Exercise description –
Reproduce, without alteration, the portion of the listing that runs from the line containing "For every instance of the coffee" through the line containing "pixel 321 139", including both of those lines.

Entries drawn from a collection –
:::
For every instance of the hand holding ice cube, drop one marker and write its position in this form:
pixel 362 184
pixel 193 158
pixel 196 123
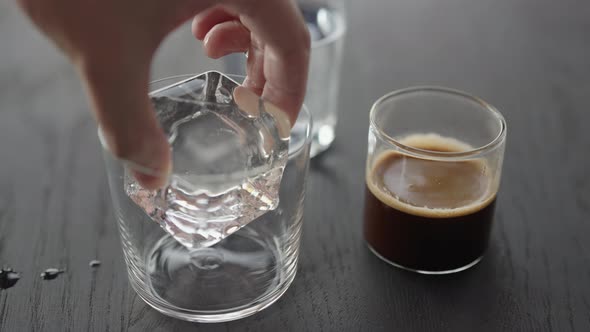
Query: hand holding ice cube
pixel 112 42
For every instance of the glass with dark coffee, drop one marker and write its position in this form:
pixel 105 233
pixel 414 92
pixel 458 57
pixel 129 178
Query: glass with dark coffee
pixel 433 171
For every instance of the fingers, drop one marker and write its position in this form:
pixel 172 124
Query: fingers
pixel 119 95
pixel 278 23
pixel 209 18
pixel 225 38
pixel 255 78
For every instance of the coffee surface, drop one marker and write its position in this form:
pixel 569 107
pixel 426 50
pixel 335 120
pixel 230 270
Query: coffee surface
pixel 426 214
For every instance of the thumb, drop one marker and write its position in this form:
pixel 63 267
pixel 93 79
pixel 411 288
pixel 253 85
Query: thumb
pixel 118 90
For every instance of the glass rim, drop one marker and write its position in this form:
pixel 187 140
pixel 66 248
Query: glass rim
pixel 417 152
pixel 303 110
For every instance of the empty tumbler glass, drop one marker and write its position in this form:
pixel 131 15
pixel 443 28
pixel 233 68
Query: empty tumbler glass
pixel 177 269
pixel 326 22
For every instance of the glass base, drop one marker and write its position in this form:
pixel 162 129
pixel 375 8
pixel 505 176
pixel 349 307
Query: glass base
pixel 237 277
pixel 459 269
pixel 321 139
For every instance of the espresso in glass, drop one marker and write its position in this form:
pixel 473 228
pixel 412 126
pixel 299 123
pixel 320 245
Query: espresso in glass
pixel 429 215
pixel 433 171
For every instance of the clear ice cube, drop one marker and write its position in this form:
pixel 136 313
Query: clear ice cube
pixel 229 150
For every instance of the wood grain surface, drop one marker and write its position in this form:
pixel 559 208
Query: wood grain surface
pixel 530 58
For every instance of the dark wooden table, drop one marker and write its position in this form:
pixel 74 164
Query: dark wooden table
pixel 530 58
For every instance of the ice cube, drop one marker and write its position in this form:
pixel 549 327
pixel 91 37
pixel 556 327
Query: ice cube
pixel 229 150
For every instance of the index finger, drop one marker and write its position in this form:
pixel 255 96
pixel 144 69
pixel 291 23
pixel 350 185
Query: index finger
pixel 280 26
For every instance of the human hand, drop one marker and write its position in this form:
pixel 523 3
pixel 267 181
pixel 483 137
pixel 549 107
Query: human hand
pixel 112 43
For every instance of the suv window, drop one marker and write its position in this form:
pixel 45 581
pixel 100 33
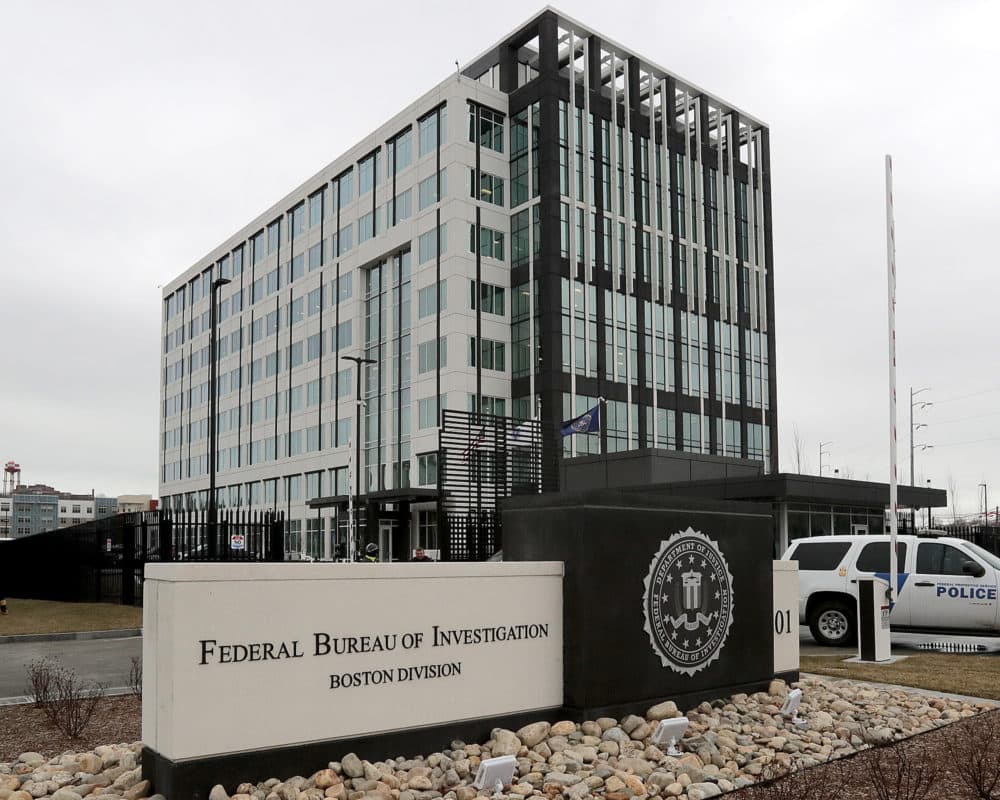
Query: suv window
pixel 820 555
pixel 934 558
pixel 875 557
:::
Exercise answer –
For every instance of the coffee surface, drop one marker and write its position in this form:
pixel 569 107
pixel 426 50
pixel 335 120
pixel 230 270
Query: coffee surface
pixel 426 214
For every instance of the thumb, drop one marker and write its position in this form:
pixel 63 267
pixel 93 79
pixel 411 288
pixel 253 85
Query: thumb
pixel 118 90
For every instance of the glass rim, drop one marker and write its position in this form:
pixel 187 140
pixel 66 248
Query: glass rim
pixel 417 152
pixel 303 110
For every instance of the empty tumbler glass, drop one marker and write its position in this form:
pixel 131 15
pixel 443 28
pixel 233 68
Query: empty tumbler glass
pixel 177 269
pixel 326 22
For every instance of the glass base, drop one marker and write its position in this form:
pixel 162 129
pixel 375 8
pixel 505 176
pixel 349 307
Query: glass base
pixel 237 277
pixel 459 269
pixel 321 139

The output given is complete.